# Entries provided
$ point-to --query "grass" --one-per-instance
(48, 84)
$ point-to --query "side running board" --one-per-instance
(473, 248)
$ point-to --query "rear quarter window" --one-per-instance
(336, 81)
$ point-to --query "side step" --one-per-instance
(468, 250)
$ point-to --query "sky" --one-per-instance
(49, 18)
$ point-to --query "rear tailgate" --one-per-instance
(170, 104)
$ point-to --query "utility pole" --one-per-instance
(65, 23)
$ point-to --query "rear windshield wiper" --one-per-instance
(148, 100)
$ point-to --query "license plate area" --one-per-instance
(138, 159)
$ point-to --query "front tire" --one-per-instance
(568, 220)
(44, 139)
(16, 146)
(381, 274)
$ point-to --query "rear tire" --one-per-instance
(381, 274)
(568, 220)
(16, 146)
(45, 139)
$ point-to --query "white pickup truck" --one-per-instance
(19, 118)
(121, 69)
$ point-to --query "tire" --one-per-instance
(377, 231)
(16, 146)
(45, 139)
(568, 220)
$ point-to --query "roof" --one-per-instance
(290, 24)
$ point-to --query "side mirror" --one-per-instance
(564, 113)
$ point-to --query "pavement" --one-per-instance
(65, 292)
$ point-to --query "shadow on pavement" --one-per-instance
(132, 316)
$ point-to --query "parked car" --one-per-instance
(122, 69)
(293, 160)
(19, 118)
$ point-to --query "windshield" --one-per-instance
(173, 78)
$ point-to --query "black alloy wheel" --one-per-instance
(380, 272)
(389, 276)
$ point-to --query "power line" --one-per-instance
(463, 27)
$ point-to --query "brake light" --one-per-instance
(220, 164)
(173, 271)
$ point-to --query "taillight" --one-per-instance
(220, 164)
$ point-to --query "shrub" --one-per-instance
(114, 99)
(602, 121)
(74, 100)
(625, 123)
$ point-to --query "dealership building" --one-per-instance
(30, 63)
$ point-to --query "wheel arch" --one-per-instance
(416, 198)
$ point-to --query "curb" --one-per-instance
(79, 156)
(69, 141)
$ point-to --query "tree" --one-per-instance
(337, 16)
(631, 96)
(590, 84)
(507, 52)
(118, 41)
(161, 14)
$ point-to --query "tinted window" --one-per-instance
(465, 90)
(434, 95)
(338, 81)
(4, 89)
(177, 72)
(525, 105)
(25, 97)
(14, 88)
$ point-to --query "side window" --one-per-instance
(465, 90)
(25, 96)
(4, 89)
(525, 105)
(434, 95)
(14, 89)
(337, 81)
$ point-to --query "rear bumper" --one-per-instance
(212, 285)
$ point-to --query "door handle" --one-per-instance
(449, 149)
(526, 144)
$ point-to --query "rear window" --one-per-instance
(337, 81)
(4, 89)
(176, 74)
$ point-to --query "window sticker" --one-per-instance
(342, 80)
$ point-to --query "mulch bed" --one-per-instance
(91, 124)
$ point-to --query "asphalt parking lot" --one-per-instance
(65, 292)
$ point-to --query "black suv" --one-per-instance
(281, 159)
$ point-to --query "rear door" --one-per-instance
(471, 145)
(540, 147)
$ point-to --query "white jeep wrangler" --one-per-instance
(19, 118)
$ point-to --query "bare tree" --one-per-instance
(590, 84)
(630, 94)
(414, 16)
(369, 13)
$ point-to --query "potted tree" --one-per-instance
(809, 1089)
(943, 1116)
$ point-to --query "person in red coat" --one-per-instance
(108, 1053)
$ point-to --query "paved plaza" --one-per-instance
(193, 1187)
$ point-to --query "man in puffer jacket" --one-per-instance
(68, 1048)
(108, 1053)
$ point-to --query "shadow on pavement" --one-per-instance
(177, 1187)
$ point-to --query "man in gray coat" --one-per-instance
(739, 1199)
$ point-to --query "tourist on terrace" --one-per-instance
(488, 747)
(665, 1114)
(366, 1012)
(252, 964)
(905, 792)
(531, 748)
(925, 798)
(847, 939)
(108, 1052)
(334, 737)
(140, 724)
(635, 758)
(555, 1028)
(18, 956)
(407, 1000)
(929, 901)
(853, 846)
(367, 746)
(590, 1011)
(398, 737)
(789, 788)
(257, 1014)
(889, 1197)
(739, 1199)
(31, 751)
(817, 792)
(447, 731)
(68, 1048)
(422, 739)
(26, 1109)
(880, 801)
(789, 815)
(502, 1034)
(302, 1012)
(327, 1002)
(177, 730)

# Exercise requirements
Report every line of the material above that contains the string "windshield", treating uppercase and lowercase letters as different.

# Written solution
$ point-to --query "rear windshield wiper" --one-per-instance
$ point-to --query "windshield" --one-per-instance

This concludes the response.